* _COMPITI DA SVOLGERE_
A: Nel brano sul ricorso per cassazione, a quanti metri quadrati ammontava l'eccesso volumetrico realizzato per il piano seminterrato?
B: Riporta il passo del brano sul ricorso per cassazione compreso tra "Avverso la predetta" e "cod. proc. pen.", estremi inclusi.

* _TESTO DELL'ESERCIZIO_
Avverso la predetta sentenza ha proposto ricorso per cassazione il Procuratore della Repubblica presso il Tribunale di Vasto, deducendo un unico, articolato, motivo, di seguito enunciato nei limiti strettamente necessari per la motivazione ex art. 173, disp. Att., cod. proc. pen.
2.1. Deduce, con tale unico motivo, il vizio di violazione di legge in relazione agli artt. 54 e 1161 cod. nav.
In sintesi, richiamato il passaggio della motivazione contenuto a pagina 4 della sentenza, si osserva come il giudice si sarebbe manifestamente contraddetto riconoscendo quelle che, con locuzione impropria, cita quali innovazioni, ammettendone l’esistenza, per ritenerne un’indebita e illegittima istantaneità del reato, nonostante l’evidenza di manufatti abusivi che renderebbero invece, con le dovute conseguenze, il reato di natura permanente. Dagli atti acquisiti era emerso che l’ufficio circondariale marittimo di Vasto il 19 gennaio 2023 aveva stabilito che vi erano opere difformi e costruite in eccesso rispetto al permesso di costruire 4175/2020, con inizio lavori il 14 ottobre 2021. Si era constatato che il 23 dicembre 2022 l’eccesso volumetrico realizzato per il piano seminterrato era pari a 138 mq., per il piano rialzato pari a 88,30 mq. e per il piano terra del manufatto insistente pari a 132,40 mq. Da qui, secondo il pubblico ministero, la necessaria natura permanente del reato contestato con ogni conseguenza per le opere abusive realizzate e per i tempi decorsi dal permesso ai lavori e per l’inizio accertato di esse. Ricorda il pubblico ministero che, in tema di demanio marittimo, il reato di abusiva occupazione di spazio demaniale è configurabile anche nel caso di ristrutturazione in assenza di autorizzazione della competente autorità marittima di un manufatto preesistente, autorizzato all’epoca della sua realizzazione in quanto tale autorizzazione legittima il mantenimento ex post del manufatto preesistente ma non la nuova opera realizzata. Si premette ancora come, secondo consolidata giurisprudenza di legittimità, il reato di abusiva occupazione di spazio demaniale marittimo ha natura permanente e cessa solo quando vengono meno l’uso o il godimento illegittimi. In sostanza, il reato contestato all’imputato cessa in altri termini solo quando venga meno l’esercizio del potere di fatto sul bene, ovvero si protrae fino a quando persistano con la conservazione del possesso dell’immobile l’uso ed il godimento illegittimi. Sono invece irrilevanti le vicende esterne di natura amministrativa o giurisdizionale sicché, continuando l’occupazione senza titolo, il titolo illegittimo dell’area demaniale, persiste il reato in quanto il bene viene mantenuto nell’esclusiva disponibilità di chi lo utilizza e questo perché l’offesa al patrimonio demaniale perdura sino a che continua l’invasione arbitraria del terreno al fine di occuparlo o di trarne profitto.

* _RECORD DEL DATASET_

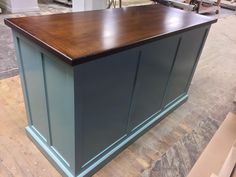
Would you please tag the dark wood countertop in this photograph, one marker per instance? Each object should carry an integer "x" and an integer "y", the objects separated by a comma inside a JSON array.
[{"x": 82, "y": 36}]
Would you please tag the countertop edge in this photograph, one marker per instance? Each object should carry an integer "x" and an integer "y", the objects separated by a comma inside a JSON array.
[{"x": 94, "y": 56}]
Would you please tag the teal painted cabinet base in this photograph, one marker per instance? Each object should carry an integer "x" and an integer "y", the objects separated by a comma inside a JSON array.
[{"x": 81, "y": 116}]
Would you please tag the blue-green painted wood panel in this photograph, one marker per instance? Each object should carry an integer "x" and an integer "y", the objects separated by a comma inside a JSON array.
[
  {"x": 154, "y": 69},
  {"x": 187, "y": 56},
  {"x": 104, "y": 89},
  {"x": 31, "y": 60},
  {"x": 59, "y": 79}
]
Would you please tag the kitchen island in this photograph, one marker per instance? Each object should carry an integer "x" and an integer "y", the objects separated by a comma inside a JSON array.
[{"x": 93, "y": 82}]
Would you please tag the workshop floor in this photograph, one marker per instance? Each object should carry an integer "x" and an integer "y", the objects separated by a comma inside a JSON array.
[{"x": 211, "y": 97}]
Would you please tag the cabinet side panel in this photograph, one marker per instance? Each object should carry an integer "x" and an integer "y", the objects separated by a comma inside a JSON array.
[
  {"x": 104, "y": 90},
  {"x": 154, "y": 69},
  {"x": 60, "y": 99},
  {"x": 31, "y": 65},
  {"x": 187, "y": 57}
]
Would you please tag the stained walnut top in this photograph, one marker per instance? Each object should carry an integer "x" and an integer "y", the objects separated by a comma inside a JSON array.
[{"x": 83, "y": 36}]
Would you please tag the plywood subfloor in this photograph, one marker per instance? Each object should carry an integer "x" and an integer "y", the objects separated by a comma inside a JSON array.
[{"x": 211, "y": 95}]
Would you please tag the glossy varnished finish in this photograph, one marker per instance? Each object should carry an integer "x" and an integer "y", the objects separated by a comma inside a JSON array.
[{"x": 84, "y": 36}]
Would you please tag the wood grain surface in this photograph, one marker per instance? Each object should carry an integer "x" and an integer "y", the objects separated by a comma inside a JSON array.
[{"x": 82, "y": 36}]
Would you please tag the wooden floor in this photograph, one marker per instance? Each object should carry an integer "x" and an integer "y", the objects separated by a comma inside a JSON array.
[{"x": 211, "y": 95}]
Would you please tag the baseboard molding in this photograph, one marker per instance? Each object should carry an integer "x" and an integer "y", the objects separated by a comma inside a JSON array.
[{"x": 108, "y": 154}]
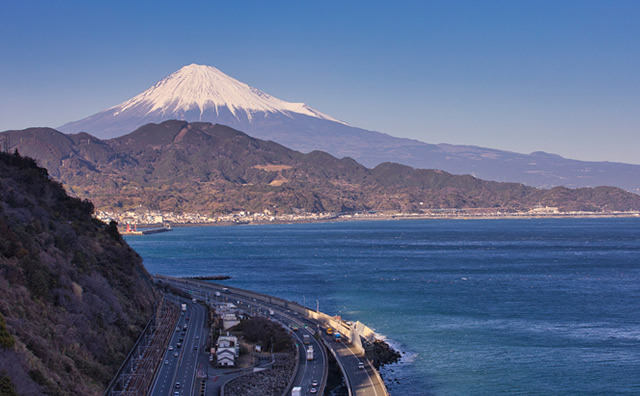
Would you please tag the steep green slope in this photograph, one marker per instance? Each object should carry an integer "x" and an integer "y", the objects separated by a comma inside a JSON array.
[{"x": 73, "y": 295}]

* _SOLUZIONI DELL'ESERCIZIO_
A: 138 mq.

B:
Avverso la predetta sentenza ha proposto ricorso per cassazione il Procuratore della Repubblica presso il Tribunale di Vasto, deducendo un unico, articolato, motivo, di seguito enunciato nei limiti strettamente necessari per la motivazione ex art. 173, disp. Att., cod. proc. pen.